Old Game. Same Rules. Modern Players.

“Sacrilege” is a word which shouldn’t be spoken lightly. But it would be a sacrilege if some present-day filmmaker were to remake Rules of the Game.

There have been rumors which threaten what might result in this likely desecration. Thankfully for good sense and lack of financing, that possible nightmare still exists as a demented dream.

Revising it, though? Updating the story for us and our era? Perhaps a palatable possibility.

A French production, Rules of the Game premiered in 1939. Initial audiences received it unfavorably. Only postwar did the move become a justifiable classic cinema entry.

In 1939, insecurity and instability roiled France. Twenty years on, the nation had yet to recover fully from the Great War. Far right and far left political parties rent France. It had recently just barely overcome an immense fiscal scandal. Furthermore, across the Rhine, the Nazis were getting restless and restive.

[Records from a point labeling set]

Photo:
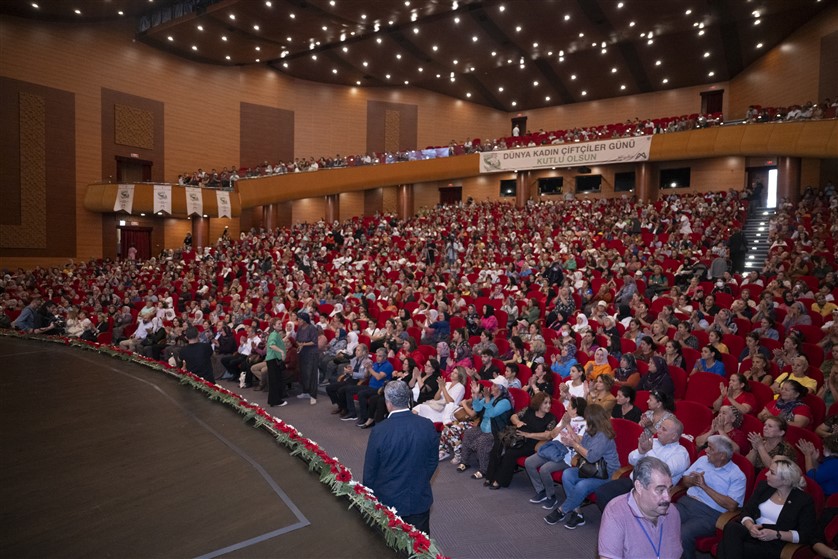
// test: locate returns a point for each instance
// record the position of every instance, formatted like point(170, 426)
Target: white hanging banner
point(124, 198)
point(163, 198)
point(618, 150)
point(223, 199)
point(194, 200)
--
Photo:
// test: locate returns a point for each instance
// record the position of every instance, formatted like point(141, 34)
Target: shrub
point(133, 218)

§ **Problems**:
• a. In which year did Rules of the Game premiere, according to the essay about the film?
• b. Carry on the essay about Rules of the Game, picking up after its final sentence.

§ **Set of answers**:
• a. 1939

• b.
The movie’s theme did not divert audience concerns through mindless entertainment. Though underpinned by elements of farce, its subject was quite serious. The rigidity of societal order.

Today, as doubtlessly also then, there were many who demanded the old strictures of society be crossed, if not blown apart altogether. Wise heads know that produces chaos. And a chaotic society is inefficient. Look at any sovereign nation once it endures upheaval and its aftermath.

Or on a smaller scale, any family sundered.

Not a love story per se but intimacies among the French upper class and members of its retinue swirl throughout Rules of the Game. As long as those involved practiced circumspection, the to-ing and fro-ing, the declarations of adoration, the trysts which resulted, never disturbed outward order.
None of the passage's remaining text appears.